* **What you will do**:
Reproduce every one of the rows below, line for line, without changing a single character.
Records supplied start
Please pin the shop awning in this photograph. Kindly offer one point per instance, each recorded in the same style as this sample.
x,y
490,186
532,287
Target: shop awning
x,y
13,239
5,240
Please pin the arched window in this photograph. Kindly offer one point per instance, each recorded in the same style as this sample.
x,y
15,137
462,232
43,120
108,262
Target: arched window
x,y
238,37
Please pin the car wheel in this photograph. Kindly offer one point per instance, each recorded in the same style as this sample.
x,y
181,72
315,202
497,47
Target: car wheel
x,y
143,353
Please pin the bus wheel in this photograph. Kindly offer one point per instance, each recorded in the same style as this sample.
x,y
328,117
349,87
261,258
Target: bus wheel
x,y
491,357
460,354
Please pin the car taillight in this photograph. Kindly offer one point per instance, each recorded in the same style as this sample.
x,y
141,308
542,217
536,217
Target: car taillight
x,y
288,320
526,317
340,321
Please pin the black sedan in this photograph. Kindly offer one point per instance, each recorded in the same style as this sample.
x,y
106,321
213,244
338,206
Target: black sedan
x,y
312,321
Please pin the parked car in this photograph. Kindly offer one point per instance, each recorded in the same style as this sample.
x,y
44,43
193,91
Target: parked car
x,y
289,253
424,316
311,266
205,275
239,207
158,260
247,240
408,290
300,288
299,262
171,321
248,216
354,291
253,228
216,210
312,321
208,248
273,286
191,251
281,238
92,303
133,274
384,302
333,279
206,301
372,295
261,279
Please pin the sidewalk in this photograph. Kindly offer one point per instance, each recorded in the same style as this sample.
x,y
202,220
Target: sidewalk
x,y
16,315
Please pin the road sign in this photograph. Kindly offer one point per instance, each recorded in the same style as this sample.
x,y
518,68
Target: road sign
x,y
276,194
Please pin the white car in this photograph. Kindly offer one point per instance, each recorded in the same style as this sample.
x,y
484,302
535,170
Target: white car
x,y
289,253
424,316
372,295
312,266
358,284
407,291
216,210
Records supplied end
* **Reply**:
Please pin the shop awning in this photograph. Kindly offer one point per instance, each recorded in the same style as this sample.
x,y
490,186
532,287
Target: shop awning
x,y
13,239
5,240
Please pin the arched window in this photograph. Kindly offer one point per instance, each recorded in the same style as this sample.
x,y
15,137
462,232
43,120
108,262
Target: arched window
x,y
238,37
Please pin the car wheel in this photograph. Kindly offer one point per instance, each recorded in the same style as this sample.
x,y
181,72
315,202
497,47
Target: car wheel
x,y
143,353
Please pin the bus wheel in this photograph. Kindly offer one point per instance, each recorded in the same style as this sample.
x,y
328,117
349,87
261,258
Target: bus wheel
x,y
491,357
460,354
Please pin the car taillight in this photograph. Kindly offer one point per instance, each recorded in the same style as this sample.
x,y
141,308
542,217
536,217
Target: car taillight
x,y
288,320
526,317
340,321
Please pin the black sedan in this photograph. Kindly offer one point per instance, each recorded in the same style as this sample.
x,y
106,321
213,244
338,206
Target: black sedan
x,y
312,321
Please pin the parked car in this photograph. Kindly offer one point per instance, each recorded in the same style as this sample.
x,y
44,43
193,91
Target: parked car
x,y
289,253
424,316
311,266
205,275
239,207
158,260
247,240
408,290
300,288
299,262
171,321
248,216
354,291
253,228
216,210
312,321
208,248
273,286
191,251
281,238
92,303
133,274
384,302
333,279
206,301
372,295
261,279
Please pin the sidewalk in this photograph. Kindly offer one point per instance, each recorded in the same style as this sample.
x,y
202,220
Target: sidewalk
x,y
16,315
Please pin the road sign in this photograph. Kindly offer one point per instance, each recorded in the same style as this sample.
x,y
518,68
Target: road sign
x,y
276,194
Please pin the white car in this photograph. Kindly offer one point per instance, each recorded in the same style as this sample.
x,y
484,302
535,170
Target: white car
x,y
289,253
424,316
372,295
312,266
358,284
407,291
216,210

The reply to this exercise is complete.